### REQUIREMENTS
Output each of the following records line for line, without changing anything.

(Excerpts of pointing data)
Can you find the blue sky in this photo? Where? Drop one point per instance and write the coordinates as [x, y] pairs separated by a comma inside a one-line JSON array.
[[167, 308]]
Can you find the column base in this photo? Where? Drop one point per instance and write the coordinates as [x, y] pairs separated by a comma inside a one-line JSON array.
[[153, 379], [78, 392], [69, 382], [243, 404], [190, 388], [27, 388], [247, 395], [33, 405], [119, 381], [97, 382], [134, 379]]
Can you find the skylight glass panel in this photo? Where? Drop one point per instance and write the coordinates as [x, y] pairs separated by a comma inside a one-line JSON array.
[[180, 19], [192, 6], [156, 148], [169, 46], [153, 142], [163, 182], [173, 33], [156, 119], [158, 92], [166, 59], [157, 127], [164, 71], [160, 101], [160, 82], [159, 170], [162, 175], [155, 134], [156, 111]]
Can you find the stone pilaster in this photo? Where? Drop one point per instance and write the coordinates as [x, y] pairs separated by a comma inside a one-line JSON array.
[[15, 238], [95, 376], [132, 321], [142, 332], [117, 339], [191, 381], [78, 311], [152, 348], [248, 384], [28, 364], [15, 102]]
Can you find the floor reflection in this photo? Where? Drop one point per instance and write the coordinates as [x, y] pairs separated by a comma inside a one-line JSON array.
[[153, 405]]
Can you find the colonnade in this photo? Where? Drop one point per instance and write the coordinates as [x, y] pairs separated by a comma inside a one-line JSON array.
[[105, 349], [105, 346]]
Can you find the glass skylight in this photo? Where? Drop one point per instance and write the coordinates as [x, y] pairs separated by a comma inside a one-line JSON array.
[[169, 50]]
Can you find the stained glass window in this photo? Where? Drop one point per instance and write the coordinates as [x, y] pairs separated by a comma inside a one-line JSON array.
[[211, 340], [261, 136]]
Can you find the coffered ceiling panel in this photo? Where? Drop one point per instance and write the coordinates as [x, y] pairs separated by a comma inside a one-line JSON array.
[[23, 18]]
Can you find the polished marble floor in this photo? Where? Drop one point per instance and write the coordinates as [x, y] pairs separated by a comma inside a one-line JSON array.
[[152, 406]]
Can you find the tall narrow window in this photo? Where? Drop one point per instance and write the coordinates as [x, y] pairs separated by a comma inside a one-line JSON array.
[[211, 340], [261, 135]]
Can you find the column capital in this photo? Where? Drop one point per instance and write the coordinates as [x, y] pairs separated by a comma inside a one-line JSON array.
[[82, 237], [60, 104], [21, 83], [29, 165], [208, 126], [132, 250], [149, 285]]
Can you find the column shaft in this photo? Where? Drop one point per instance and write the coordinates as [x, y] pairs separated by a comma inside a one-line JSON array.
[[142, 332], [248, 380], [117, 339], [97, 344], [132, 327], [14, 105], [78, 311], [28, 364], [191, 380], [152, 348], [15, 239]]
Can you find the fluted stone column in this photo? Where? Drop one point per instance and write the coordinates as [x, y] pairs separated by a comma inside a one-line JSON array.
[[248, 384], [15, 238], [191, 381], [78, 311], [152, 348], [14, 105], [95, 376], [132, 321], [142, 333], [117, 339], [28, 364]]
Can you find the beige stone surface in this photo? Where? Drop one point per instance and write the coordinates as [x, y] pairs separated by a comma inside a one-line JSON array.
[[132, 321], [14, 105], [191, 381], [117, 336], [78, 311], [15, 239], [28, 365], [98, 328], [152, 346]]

### SOLUTION TO THIS PROBLEM
Can you find the blue sky in this photo? Where? Drop one point per instance and write the coordinates as [x, y] pairs separated by a comma inside a one-line JSON array.
[[167, 308]]
Can you find the column base in this photo? Where? Drop one point per instance and write the coordinates as [x, y] pairs separated by a comma inside a one-line JSON array.
[[153, 379], [78, 392], [69, 382], [243, 404], [190, 388], [27, 388], [247, 395], [33, 405], [119, 381], [97, 382], [134, 379]]
Can you find the skylight glass panel in this photo? Where? Drop one point per instance and write the coordinates as [x, y] pairs separated by a comma inside a one-line JSON array.
[[180, 19], [192, 6], [156, 148], [169, 46], [153, 142], [163, 182], [173, 33], [156, 119], [158, 92], [166, 59], [157, 127], [164, 71], [160, 101], [160, 82], [159, 170], [162, 175], [155, 134], [156, 111]]
Can you find the stone pilaster in this photo? Where? Drop one point per instance and write the coordinates as [x, y] pairs separated by a comma inside a one-line JSON array.
[[15, 238], [95, 376], [132, 321], [142, 332], [117, 339], [191, 381], [78, 311], [152, 348], [248, 384], [28, 364], [15, 102]]
Can you find the floor reflection in this photo? Where? Drop one point per instance and write the coordinates as [x, y] pairs separated by a comma inside a one-line JSON array.
[[153, 405]]
Can you find the colonnade in this photo? Where? Drop one point per instance and write the coordinates as [x, y] pairs separated by a comma inside a one-line JSON array.
[[105, 349], [105, 346]]
Can you find the glass skylight in this photo? Where? Drop one point per instance and write the coordinates as [x, y] pairs separated by a comma inside a one-line JSON array.
[[169, 50]]
Can you find the stained glass window in this photo? Where? Drop one point per instance and write the coordinates as [x, y] pairs separated by a comma inside a one-line JSON array.
[[211, 340], [261, 136]]
Can you find the coffered ceiling panel in this photo? Where? Drop one point per instance and write the coordinates as [x, y] pairs separated by a comma inside a one-line JSON array.
[[23, 18]]
Can you find the polished marble floor in this photo? Where? Drop one point per instance and write the coordinates as [x, y] pairs separated by a comma inside a one-line JSON array.
[[152, 406]]
Can you find the tall narrow window in this photo? Where? Drop one point per instance and write the coordinates as [x, y] pairs separated by a comma inside a one-line JSON array.
[[211, 340], [261, 135]]
Can you find the column capital in this photo? Where? Drop one point per instance and write the coordinates as [x, y] pairs separated by a comma inside a one-line JSON array.
[[82, 237], [60, 104], [21, 83], [29, 165], [208, 126], [132, 250], [149, 285]]
Can you find the column shaft in this photo? Where? Drop one point per instance and write the coordinates as [x, y] pairs separated by a comma inside a one-line JSON array.
[[142, 332], [248, 380], [117, 339], [97, 344], [132, 327], [14, 105], [78, 311], [28, 364], [191, 380], [152, 348], [15, 239]]
Can you find the fluted stone column in this photo? Where? Drop one point per instance and write the coordinates as [x, y] pairs separated by a comma inside a one-line JSON array.
[[248, 384], [15, 238], [191, 381], [78, 311], [152, 348], [14, 105], [95, 376], [132, 321], [142, 333], [117, 339], [28, 364]]
Can you find the beige stone surface in this photo? Where? Drop one point per instance and write the coordinates as [x, y] pairs separated by a comma inside a one-line JSON array.
[[132, 321], [14, 105], [191, 381], [117, 336], [78, 311], [15, 239], [28, 365], [98, 328], [152, 346]]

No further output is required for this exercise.